## THE TASK
Present the stretch from the beginning of the rows through the line containing "box: [475, 0, 509, 54]" as a JSON list of strings, one string per line, with blank lines omitted.

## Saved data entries
----------------------------------------
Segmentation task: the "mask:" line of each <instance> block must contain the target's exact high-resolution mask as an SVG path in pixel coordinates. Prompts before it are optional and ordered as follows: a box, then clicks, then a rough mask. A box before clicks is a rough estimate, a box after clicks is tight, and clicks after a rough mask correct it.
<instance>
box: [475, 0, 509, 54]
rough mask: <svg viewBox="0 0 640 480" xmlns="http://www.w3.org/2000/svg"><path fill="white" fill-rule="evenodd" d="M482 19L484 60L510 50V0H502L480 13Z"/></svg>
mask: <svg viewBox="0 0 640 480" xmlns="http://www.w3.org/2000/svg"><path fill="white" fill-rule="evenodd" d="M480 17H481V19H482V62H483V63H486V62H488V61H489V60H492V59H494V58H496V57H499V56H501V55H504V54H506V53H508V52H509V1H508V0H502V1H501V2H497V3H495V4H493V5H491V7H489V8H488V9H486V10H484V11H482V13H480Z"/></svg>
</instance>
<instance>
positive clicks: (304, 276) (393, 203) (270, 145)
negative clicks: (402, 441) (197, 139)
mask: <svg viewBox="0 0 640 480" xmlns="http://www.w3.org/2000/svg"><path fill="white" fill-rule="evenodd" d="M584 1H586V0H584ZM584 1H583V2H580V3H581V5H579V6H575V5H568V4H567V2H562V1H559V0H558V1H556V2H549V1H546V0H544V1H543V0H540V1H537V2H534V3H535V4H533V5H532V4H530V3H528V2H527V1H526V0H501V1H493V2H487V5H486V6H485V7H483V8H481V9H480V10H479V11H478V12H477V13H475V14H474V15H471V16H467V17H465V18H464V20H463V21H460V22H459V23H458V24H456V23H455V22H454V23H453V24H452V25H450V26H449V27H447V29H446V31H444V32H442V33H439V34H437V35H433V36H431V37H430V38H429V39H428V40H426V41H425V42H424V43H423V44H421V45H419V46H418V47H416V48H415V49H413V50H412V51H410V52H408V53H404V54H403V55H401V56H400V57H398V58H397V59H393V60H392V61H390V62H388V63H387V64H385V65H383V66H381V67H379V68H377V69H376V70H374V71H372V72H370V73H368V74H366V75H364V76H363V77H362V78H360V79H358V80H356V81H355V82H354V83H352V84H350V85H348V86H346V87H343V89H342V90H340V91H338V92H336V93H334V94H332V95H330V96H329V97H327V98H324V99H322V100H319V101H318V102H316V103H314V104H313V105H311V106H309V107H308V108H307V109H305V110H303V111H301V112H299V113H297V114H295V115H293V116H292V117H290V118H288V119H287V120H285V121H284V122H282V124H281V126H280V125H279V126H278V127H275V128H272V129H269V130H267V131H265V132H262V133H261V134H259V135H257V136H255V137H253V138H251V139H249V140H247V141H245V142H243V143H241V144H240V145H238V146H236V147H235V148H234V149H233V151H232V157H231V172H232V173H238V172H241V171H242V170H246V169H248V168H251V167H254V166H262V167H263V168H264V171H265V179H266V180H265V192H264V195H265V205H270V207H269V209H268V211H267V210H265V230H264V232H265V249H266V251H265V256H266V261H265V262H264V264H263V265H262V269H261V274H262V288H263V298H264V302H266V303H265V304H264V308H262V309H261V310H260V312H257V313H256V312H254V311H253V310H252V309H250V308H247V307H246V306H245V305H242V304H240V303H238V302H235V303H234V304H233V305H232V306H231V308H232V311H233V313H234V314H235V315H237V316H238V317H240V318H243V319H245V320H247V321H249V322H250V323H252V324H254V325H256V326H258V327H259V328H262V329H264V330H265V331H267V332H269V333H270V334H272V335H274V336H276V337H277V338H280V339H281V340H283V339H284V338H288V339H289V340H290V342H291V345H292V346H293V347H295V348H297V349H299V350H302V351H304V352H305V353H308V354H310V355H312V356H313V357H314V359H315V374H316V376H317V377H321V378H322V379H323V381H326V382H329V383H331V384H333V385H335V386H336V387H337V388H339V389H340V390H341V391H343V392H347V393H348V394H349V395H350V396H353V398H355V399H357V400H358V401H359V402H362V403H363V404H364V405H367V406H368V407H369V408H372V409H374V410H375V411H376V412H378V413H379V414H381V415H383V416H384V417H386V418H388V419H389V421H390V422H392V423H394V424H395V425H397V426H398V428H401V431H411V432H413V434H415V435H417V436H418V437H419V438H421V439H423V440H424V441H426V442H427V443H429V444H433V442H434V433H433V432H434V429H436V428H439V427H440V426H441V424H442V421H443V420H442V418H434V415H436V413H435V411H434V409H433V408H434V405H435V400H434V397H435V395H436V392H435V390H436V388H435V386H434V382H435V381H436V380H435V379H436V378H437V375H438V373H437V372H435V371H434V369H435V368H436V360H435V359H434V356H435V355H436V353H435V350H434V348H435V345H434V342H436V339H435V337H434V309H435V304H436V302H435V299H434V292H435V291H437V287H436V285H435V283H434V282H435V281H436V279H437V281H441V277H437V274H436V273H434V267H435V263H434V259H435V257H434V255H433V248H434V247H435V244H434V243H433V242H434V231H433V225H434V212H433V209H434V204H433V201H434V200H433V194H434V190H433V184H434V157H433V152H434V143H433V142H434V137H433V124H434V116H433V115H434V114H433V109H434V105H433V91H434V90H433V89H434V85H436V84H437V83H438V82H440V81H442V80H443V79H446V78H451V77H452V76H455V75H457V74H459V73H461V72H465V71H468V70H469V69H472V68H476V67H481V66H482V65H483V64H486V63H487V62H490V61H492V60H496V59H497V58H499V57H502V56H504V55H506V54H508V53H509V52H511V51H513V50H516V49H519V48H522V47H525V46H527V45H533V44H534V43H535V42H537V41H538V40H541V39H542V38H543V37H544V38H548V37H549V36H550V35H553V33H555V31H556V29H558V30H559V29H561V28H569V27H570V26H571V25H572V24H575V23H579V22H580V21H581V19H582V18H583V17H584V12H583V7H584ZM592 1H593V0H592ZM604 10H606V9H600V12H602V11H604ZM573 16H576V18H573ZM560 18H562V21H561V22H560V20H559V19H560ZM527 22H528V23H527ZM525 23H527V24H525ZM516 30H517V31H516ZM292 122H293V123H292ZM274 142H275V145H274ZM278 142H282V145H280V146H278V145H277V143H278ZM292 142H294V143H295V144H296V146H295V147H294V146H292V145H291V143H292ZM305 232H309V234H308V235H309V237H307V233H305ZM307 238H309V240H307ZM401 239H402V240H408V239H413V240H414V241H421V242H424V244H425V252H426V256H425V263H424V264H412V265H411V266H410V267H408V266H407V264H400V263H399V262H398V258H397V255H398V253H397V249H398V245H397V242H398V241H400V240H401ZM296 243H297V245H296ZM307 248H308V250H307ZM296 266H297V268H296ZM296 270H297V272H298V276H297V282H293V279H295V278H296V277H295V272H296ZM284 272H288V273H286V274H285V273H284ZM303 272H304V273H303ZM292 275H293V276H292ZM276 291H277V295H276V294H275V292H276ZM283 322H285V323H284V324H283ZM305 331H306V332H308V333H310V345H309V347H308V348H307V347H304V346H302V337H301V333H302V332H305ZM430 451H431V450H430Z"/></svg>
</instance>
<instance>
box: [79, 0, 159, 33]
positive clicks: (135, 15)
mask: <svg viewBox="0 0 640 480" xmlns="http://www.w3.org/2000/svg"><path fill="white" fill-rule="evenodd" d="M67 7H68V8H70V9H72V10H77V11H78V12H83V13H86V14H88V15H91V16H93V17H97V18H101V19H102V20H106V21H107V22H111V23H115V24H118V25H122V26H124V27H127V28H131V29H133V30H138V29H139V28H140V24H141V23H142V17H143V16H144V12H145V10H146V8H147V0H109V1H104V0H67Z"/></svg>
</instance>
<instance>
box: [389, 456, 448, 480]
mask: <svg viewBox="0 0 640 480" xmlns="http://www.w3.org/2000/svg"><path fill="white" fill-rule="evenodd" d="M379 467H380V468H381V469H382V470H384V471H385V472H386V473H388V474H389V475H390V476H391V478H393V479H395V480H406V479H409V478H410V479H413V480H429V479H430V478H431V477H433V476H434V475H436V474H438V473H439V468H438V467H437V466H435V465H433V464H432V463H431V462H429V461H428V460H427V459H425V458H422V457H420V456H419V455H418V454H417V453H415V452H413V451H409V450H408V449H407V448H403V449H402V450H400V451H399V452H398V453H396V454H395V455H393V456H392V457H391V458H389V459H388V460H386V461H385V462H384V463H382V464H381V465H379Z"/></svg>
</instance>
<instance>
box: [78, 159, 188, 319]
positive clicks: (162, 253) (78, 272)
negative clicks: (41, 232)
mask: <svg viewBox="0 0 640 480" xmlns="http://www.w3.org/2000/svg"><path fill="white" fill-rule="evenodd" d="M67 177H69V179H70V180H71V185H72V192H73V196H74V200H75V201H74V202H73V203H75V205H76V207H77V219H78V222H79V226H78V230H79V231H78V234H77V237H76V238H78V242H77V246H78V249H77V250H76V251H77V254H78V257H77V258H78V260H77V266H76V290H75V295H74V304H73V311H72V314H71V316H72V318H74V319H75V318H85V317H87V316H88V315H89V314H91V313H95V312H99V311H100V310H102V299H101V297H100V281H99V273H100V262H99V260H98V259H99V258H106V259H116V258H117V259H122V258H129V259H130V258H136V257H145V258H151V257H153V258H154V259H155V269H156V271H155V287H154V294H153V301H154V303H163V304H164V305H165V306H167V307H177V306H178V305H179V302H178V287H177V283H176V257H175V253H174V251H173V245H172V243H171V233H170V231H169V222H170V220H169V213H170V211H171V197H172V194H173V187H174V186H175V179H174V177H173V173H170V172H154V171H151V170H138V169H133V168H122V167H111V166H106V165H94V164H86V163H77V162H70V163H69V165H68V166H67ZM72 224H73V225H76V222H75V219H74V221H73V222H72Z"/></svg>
----------------------------------------
## PROBLEM SOLUTION
[
  "Segmentation task: the \"mask:\" line of each <instance> block must contain the target's exact high-resolution mask as an SVG path in pixel coordinates. Prompts before it are optional and ordered as follows: a box, then clicks, then a rough mask. A box before clicks is a rough estimate, a box after clicks is tight, and clicks after a rough mask correct it.",
  "<instance>",
  "box: [475, 0, 509, 54]"
]